### TEXT TO READ
——————
Semantic Web Crawling: a Sitemap Extension
Version 0.91.1
Editors:
Giovanni Tummarello (DERI Galway - giovanni.tummarello@deri.org)
Status:
This is a working draft, feedback is requested.
Motivation:
There are many ways by which semantically structured data on the Semantic Web
(SW) can be made available and consumed.
A SW database online can serve descriptions of its URI/URLs as in the Linked
Data paradigm [1]. It can offer dumps containing the entire database available
for download. It can offer a SPARQL access point, it can embed information in
XML dialects such as RDFa etc. While such data might be the same, the
implications of accessing it in one way or the other might be very big.
For example, if a client wanted to execute a relatively simple query over the
DBPedia database, it should probably use the available SPARQL service. On the
other hand if it wanted to execute a great number of queries, it should probably
download the RDF dump and run them locally. Equally, to know the updates about a
specific concept, it should access DBPedia’s specific URLs, rather than
downloading the entire database too often. Similar issues arise with Semantic
Web crawlers which can easily cause Denial Of Services when reaching a database
with a great number of linked data URIs.
——————
### RECORD EXCERPTS
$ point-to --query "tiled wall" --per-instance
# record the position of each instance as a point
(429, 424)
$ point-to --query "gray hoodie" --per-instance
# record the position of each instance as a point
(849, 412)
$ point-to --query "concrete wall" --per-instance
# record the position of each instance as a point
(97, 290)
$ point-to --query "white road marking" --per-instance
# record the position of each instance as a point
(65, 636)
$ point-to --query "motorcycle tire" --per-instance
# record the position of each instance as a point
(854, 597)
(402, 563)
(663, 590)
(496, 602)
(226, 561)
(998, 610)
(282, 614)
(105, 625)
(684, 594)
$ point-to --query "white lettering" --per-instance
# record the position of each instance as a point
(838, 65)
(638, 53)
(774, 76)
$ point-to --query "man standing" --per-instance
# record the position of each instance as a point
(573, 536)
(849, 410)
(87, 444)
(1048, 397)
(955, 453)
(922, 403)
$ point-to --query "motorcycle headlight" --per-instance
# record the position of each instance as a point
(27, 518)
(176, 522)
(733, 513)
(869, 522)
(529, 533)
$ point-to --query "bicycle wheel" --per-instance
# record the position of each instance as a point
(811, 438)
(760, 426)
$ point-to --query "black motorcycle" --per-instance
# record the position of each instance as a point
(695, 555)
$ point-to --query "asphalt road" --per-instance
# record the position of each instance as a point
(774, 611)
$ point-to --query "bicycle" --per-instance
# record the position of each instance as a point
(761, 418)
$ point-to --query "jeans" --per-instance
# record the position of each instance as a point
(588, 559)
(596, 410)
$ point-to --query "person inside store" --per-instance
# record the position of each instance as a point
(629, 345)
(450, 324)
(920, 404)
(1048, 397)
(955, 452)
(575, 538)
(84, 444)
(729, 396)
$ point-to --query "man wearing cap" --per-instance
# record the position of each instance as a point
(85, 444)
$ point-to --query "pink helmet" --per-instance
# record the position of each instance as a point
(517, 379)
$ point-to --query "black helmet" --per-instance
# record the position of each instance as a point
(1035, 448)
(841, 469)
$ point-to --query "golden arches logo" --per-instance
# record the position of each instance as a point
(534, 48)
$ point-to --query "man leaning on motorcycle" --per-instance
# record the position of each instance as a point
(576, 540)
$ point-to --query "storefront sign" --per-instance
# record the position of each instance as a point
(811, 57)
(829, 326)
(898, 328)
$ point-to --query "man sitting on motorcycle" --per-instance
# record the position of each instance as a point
——————
### REQUIRED WORK
Reproduce verbatim the passage of the Semantic Web crawling text from "Semantic Web Crawling: a" to "be very big.".

### SOLUTION
Semantic Web Crawling: a Sitemap Extension
Version 0.91.1
Editors:
Giovanni Tummarello (DERI Galway - giovanni.tummarello@deri.org)
Status:
This is a working draft, feedback is requested.
Motivation:
There are many ways by which semantically structured data on the Semantic Web
(SW) can be made available and consumed.
A SW database online can serve descriptions of its URI/URLs as in the Linked
Data paradigm [1]. It can offer dumps containing the entire database available
for download. It can offer a SPARQL access point, it can embed information in
XML dialects such as RDFa etc. While such data might be the same, the
implications of accessing it in one way or the other might be very big.